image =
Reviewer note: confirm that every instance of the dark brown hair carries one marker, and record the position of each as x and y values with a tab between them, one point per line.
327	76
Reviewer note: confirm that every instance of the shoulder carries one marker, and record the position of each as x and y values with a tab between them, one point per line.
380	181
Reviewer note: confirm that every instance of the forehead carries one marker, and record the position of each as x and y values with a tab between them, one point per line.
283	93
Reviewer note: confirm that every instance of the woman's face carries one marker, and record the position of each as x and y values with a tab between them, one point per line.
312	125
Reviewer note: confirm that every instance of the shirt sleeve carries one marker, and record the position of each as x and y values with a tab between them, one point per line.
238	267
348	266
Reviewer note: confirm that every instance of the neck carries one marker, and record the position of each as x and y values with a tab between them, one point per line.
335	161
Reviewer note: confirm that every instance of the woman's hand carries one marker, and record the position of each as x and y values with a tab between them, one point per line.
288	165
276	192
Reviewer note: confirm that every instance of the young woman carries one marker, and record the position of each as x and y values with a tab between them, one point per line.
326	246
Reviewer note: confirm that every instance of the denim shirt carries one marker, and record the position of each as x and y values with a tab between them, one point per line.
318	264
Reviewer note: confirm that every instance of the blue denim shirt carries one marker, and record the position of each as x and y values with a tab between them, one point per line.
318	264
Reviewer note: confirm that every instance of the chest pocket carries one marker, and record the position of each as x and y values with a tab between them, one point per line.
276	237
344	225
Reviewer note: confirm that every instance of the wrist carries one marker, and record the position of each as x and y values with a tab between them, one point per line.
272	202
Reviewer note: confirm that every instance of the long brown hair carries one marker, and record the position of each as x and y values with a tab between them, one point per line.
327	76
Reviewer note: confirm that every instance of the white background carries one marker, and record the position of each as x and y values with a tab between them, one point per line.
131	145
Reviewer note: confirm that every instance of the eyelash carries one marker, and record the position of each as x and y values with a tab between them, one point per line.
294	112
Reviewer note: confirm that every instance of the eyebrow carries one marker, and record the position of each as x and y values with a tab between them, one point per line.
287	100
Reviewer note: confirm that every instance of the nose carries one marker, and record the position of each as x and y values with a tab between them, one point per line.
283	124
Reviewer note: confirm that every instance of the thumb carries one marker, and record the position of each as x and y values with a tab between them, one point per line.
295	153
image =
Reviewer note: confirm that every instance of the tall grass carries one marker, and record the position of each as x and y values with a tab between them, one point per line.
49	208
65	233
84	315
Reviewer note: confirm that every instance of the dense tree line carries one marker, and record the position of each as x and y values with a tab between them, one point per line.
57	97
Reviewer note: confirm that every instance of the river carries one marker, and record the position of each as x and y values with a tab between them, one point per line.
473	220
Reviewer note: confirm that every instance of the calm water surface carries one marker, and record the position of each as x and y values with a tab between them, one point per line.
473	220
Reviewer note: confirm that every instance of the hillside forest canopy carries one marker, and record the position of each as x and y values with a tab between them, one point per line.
----------------
Extract every line of the data above verbatim, keeping the original order.

» FULL ANSWER
image =
Reviewer note: confirm that every instance of the dark brown hair carries one marker, and record the position of each as x and y values with a tab between them, one point per line.
327	76
Reviewer note: confirm that every instance of the shoulder carries one marker, and record the position of each as x and y values with a tab between them, one point per line.
380	181
Reviewer note: confirm that every instance of the forehead carries one marker, and record the position of each as x and y values with a tab between them, one point per line.
283	93
Reviewer note: confirm that every instance of the woman's face carries one marker, and record the position of each as x and y values with a tab between them, one point per line.
312	125
Reviewer note: confirm that every instance of the shirt sleeve carries one marker, and record the position of each as x and y values with a tab between them, one point per line.
238	267
348	266
Reviewer note: confirm that every instance of the neck carries one marker, and record the position of each as x and y values with a tab between them, one point per line.
335	161
Reviewer note: confirm that every instance of the woman's hand carries one marker, and record the position of each as x and y values with a tab between them, one point per line.
288	165
276	192
Reviewer note: confirm that every instance of the young woman carries one marker, and record the position of each as x and y values with a tab between them, one point per line.
326	246
Reviewer note: confirm that every instance of the denim shirt carries one marker, and record the position of each as x and y values with a tab between them, one point per line.
318	264
Reviewer note: confirm that every instance of the blue denim shirt carries one marker, and record the position of each as x and y values with a tab between them, one point per line.
318	264
Reviewer note: confirm that every instance of the chest pocket carries one marker, and record the position of each as x and y values with a tab between them, one point per line.
276	237
344	225
Reviewer note: confirm that every instance of the wrist carries one marker, and record the position of each as x and y values with a tab between them, one point per line.
272	202
Reviewer note: confirm that every instance of the long brown hair carries one marker, and record the position of each as x and y values with a tab between them, one point per line.
327	76
Reviewer note: confirm that every instance of the white background carries one marker, and record the position of each as x and y values with a tab between them, one point per line.
131	145
Reviewer note: confirm that every instance of the eyelash carries one marker, and record the position of each as x and y values with a tab between them, one point per line.
294	112
Reviewer note: confirm that every instance of the eyebrow carries one marker, and record the position of each as x and y values with a tab between them, one point per line.
287	100
Reviewer note: confirm that every instance of the nose carries one marker, and record the position of each as x and y values with a tab between them, one point per line.
283	124
Reviewer note: confirm that every instance of the thumb carries one marker, and record the position of each as x and y values with a tab between them, one point per line.
295	153
image =
Reviewer note: confirm that every instance of the tall grass carries one marker, and record the position of each as x and y values with a tab between them, one point per line.
49	208
65	233
84	315
Reviewer note: confirm that every instance of the dense tree line carries one marker, and record the position of each as x and y values with a tab between them, one point per line.
57	97
Reviewer note: confirm that every instance of the river carries one marker, and record the position of each as x and y values with a tab between them, one point per line.
473	220
Reviewer note: confirm that every instance of the calm water surface carries one marker, and record the position of each as x and y values with a tab between them, one point per line.
473	220
Reviewer note: confirm that every instance of the hillside forest canopy carries one marker, and record the position of each as x and y values with a tab between them, one point per line.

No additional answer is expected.